## TASKS TO CARRY OUT
**1.** Retype the portion of the source passage between "The exact Load" and "base case value.", inclusive.
**2.** In the source passage, which percentile values serve as the low and high values in the sensitivity analysis of Load Impacts?

## SOURCE PASSAGE
[Start of section]

Each LSE should input the Capital Amortization Period for each long-term investment. The base case value of each long-term investment for each year of the program cycle will be the annual levelized value of that investment, increased by a "dropout factor," to reflect customer dropout rates. A sensitivity analysis will be performed which sets the Capital Amortization Period equal to the length of the program cycle (usually three years) for which the cost-effectiveness analysis is being performed, as a high value, and uses the annual levelized value of the investment before the dropout factor (i.e., assuming no dropouts), as a low value. Energy Division will determine a default dropout factor, but LSEs may substitute an alternate dropout factor for any particular DR program, if there is enough program history to determine a more accurate value. LSEs should provide documentation for any alternate value submitted.

The exact Load Impacts which should be used for each program are defined above in Section 1B. A sensitivity analysis will be performed using the 10th and 90th percentile values as low and high values.

Sensitivity analysis of the adjustment factors is required only for the A factor (discussed in Section 3C, below). LSEs should input the results of their A factor analysis, which will be used as the base case value.

[End of section]

Records excerpted from a collection

[Start of section]

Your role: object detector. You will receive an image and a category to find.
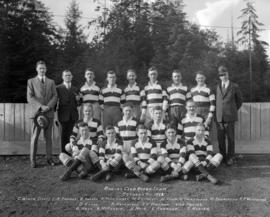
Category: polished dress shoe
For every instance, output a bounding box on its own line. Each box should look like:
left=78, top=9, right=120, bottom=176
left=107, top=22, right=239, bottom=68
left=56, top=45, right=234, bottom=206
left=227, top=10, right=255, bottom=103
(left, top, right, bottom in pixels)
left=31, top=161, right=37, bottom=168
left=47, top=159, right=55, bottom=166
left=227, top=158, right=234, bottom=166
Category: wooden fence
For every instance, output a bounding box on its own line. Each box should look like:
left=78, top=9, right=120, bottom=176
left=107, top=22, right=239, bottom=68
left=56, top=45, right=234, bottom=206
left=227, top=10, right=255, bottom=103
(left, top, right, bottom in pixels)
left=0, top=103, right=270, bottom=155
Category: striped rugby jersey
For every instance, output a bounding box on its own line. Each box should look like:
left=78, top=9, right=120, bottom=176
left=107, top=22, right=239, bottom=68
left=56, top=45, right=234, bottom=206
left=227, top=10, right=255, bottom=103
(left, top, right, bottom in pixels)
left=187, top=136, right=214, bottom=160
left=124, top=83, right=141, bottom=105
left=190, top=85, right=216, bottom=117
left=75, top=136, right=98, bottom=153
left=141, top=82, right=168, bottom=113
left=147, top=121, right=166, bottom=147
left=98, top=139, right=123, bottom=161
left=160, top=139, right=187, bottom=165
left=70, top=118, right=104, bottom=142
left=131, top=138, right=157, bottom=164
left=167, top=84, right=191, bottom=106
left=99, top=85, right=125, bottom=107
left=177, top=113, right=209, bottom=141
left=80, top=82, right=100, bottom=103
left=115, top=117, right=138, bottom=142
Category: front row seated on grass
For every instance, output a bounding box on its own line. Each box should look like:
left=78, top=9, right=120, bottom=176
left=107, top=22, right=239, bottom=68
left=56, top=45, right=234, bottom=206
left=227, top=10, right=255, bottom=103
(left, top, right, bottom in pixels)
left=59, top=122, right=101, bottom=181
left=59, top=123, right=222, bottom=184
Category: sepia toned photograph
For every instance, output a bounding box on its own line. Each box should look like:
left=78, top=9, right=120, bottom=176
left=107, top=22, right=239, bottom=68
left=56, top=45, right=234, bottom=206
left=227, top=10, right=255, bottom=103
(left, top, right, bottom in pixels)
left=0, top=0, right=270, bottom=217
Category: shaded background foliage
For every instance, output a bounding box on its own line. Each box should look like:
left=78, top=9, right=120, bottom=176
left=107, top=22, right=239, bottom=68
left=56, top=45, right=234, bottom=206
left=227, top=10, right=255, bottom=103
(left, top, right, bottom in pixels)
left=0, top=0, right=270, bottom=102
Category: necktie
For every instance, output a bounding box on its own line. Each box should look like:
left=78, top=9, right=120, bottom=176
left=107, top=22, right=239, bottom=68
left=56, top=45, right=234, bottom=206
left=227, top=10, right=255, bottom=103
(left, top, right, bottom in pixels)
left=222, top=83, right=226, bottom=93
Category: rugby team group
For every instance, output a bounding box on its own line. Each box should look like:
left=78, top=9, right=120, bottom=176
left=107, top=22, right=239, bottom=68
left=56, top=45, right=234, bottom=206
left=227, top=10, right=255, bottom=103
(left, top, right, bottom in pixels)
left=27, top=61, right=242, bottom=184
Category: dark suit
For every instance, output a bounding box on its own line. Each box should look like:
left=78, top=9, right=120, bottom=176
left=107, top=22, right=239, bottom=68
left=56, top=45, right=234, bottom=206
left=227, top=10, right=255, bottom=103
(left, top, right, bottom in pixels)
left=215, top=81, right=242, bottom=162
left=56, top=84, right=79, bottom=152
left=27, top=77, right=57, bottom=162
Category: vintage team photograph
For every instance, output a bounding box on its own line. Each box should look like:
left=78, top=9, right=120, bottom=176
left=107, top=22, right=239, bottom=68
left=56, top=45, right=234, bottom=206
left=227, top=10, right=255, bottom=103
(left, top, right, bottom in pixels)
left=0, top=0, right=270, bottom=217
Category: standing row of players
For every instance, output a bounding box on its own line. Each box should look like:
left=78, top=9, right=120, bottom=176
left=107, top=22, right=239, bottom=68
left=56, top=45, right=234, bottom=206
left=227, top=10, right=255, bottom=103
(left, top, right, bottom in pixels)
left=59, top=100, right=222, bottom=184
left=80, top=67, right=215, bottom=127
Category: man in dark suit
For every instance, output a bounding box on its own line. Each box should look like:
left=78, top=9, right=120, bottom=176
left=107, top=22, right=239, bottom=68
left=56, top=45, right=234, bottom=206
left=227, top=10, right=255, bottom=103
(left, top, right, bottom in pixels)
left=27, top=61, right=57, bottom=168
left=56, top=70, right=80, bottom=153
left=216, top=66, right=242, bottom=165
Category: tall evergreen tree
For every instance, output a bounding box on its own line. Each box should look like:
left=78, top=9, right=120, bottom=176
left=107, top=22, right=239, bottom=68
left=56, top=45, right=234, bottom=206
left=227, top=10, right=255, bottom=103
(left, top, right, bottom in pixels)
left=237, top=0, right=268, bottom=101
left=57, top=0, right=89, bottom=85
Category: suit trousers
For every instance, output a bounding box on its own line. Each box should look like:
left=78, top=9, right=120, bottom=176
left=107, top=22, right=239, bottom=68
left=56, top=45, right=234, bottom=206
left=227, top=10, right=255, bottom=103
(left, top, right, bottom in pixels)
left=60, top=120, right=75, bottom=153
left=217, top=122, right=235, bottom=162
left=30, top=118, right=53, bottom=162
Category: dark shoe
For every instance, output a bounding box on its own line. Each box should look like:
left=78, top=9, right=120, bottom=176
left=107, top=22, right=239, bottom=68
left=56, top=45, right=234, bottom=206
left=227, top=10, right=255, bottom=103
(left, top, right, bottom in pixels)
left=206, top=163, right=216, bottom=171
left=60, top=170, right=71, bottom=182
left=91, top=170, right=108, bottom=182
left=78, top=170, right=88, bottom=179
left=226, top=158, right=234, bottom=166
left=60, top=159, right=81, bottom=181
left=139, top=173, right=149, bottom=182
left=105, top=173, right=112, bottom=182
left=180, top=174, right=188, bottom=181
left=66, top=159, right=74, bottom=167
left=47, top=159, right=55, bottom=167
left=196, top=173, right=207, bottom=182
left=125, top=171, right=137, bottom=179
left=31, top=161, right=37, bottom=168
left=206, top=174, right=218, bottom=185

[End of section]

## YOUR RESPONSES
**1.**
The exact Load Impacts which should be used for each program are defined above in Section 1B. A sensitivity analysis will be performed using the 10th and 90th percentile values as low and high values.

Sensitivity analysis of the adjustment factors is required only for the A factor (discussed in Section 3C, below). LSEs should input the results of their A factor analysis, which will be used as the base case value.

**2.** The 10th and 90th percentile values.